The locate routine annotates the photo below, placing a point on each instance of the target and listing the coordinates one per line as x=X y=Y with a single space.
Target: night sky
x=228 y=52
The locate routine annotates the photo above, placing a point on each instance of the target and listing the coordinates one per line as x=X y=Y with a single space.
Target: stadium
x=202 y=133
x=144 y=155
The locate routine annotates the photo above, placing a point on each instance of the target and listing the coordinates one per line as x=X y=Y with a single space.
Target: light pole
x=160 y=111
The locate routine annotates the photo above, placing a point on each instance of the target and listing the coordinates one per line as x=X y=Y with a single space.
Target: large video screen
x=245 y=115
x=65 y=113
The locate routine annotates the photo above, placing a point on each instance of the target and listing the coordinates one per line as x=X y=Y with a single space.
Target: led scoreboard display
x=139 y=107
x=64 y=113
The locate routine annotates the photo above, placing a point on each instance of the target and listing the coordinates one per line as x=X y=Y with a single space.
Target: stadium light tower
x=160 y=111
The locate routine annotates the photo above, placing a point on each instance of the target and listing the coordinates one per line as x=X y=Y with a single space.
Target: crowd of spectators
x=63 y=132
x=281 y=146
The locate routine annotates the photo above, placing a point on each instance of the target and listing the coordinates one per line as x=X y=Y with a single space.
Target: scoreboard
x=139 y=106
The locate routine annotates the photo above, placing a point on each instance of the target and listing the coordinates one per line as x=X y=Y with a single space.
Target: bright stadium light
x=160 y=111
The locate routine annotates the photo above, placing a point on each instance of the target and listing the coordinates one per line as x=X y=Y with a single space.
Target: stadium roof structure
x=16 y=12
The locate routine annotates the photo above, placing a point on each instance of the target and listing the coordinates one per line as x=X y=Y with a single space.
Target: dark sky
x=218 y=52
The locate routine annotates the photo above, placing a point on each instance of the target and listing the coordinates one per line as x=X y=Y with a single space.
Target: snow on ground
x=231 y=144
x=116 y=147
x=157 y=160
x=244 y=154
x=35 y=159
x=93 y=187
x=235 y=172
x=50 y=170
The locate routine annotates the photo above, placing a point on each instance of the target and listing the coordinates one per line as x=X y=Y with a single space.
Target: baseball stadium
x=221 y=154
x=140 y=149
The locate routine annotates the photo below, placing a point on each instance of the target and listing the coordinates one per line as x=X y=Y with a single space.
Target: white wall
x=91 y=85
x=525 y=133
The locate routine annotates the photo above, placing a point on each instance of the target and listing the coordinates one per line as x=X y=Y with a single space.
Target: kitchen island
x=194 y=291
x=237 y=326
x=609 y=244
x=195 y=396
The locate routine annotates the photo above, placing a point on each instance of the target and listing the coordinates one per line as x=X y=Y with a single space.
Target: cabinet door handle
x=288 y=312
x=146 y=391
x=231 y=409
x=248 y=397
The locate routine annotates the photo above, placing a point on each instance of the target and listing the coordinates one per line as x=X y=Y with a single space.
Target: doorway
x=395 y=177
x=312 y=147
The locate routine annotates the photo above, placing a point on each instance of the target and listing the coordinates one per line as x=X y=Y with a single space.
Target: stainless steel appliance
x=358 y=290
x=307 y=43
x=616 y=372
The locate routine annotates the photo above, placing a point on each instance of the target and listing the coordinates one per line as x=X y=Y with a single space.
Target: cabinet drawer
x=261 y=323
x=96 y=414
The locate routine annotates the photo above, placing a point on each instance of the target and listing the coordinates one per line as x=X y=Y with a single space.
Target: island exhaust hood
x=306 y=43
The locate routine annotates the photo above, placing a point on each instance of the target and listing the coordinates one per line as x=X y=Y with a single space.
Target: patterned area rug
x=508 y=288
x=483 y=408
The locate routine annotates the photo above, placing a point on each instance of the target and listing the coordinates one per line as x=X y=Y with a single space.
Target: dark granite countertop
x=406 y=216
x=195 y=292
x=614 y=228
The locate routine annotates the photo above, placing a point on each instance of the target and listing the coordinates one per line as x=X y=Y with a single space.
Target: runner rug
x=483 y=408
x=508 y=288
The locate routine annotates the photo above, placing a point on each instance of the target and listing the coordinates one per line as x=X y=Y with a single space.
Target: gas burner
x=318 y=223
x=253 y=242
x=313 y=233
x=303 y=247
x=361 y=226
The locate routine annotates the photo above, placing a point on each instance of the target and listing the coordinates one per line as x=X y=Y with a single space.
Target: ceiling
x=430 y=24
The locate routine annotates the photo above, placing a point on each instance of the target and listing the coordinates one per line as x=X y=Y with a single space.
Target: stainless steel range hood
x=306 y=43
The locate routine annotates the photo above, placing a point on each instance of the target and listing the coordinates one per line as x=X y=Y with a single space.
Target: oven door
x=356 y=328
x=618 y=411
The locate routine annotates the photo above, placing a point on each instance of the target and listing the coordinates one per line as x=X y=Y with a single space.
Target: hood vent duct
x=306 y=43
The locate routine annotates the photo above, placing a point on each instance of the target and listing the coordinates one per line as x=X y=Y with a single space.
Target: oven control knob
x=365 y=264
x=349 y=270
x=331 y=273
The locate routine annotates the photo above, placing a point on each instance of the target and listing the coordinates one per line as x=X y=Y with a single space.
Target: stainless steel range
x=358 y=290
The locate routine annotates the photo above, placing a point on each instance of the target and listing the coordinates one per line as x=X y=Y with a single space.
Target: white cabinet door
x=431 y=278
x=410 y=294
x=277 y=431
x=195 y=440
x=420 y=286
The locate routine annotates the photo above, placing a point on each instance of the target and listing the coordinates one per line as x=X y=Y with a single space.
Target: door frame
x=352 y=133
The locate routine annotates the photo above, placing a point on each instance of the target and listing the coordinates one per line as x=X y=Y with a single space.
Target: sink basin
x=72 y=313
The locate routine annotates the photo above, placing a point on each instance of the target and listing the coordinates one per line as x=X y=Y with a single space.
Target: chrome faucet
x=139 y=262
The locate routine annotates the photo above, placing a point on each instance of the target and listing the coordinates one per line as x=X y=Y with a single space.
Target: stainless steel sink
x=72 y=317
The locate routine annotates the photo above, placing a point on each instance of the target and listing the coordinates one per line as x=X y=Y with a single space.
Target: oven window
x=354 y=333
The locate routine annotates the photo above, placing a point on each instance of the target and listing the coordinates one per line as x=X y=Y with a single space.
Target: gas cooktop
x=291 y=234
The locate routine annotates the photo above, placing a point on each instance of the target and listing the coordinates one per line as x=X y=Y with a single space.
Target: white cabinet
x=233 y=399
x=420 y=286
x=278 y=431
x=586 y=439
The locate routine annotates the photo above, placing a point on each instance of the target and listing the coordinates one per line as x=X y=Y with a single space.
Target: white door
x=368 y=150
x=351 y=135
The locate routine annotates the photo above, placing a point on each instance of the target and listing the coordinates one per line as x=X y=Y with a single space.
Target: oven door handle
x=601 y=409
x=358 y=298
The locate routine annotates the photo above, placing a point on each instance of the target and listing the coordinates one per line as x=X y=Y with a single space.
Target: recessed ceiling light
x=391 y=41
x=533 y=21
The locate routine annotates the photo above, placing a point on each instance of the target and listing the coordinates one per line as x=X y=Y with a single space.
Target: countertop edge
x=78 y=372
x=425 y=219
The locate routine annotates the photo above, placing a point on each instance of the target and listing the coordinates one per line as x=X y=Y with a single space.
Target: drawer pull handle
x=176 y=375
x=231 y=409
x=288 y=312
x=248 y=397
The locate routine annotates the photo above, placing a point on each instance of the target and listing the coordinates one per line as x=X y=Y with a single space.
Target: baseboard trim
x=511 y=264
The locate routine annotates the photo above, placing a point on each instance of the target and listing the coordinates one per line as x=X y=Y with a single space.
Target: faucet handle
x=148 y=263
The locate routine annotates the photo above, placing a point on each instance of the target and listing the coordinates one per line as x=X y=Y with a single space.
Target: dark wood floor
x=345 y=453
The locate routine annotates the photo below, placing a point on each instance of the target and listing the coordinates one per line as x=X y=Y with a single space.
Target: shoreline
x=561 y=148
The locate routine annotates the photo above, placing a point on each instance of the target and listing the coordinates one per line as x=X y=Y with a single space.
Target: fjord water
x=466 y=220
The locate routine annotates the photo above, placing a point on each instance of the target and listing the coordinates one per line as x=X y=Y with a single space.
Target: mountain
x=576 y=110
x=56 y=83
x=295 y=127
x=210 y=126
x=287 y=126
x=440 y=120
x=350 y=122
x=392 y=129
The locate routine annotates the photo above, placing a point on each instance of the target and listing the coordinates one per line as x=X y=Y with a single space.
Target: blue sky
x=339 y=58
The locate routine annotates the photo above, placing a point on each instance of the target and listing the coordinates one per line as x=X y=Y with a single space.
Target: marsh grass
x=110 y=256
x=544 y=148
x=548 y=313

◆ WHAT YOU SHOULD DO:
Keep only the lines from the one containing "Target: shoreline" through the final line of the records, and transcribe them exactly.

◆ WRITTEN ANSWER:
Target: shoreline
x=561 y=148
The locate routine annotates the photo above, placing a point on each instance of the target and listing the coordinates one per line as x=X y=Y with a single space.
Target: fjord water
x=466 y=220
The locate routine annotates the photo above, placing a point on each instance of the target and listing the coordinates one per line as x=X y=Y with a single space.
Target: mountain
x=576 y=110
x=56 y=83
x=295 y=127
x=210 y=126
x=287 y=126
x=440 y=120
x=350 y=122
x=392 y=129
The locate routine annotates the photo above, placing a point on each instance of the target and listing the coordinates one per line as x=X y=Y with a single space.
Target: blue sky
x=339 y=58
The locate routine annotates the photo above, placing a point on each instance of the target and listing the coordinates one per line as x=X y=Y with a single space.
Target: marsh grass
x=110 y=256
x=544 y=148
x=548 y=313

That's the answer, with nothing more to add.